- [SET EXERCISE]: Find every line in the rows below that contains the word "curtain", matching case exactly, and copy each of those lines in full.

..........

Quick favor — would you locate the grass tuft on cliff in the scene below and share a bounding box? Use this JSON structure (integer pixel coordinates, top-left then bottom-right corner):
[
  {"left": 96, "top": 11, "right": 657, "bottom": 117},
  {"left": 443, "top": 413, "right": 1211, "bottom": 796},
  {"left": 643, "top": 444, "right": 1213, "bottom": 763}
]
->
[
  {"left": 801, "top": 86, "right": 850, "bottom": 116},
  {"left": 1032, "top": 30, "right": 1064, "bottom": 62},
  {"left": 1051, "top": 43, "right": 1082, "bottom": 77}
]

..........

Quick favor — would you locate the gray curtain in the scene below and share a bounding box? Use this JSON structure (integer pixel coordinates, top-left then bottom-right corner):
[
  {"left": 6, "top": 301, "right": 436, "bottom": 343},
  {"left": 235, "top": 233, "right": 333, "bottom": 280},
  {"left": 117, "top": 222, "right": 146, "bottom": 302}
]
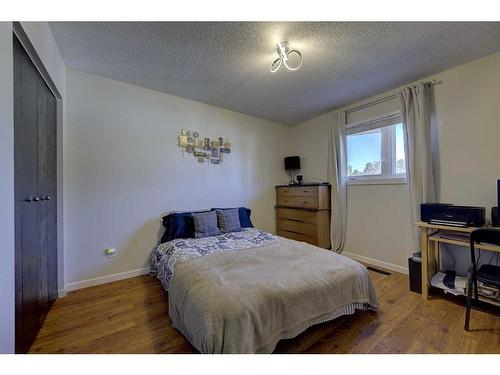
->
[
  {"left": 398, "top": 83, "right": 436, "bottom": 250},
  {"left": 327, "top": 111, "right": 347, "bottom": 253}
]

..........

- [ANSWER BELOW]:
Quick favor — would you locate the gray curtain in the scene below and share a bounding box? Use this JSON structure (integer pixel coordinates, top-left then bottom-right corner):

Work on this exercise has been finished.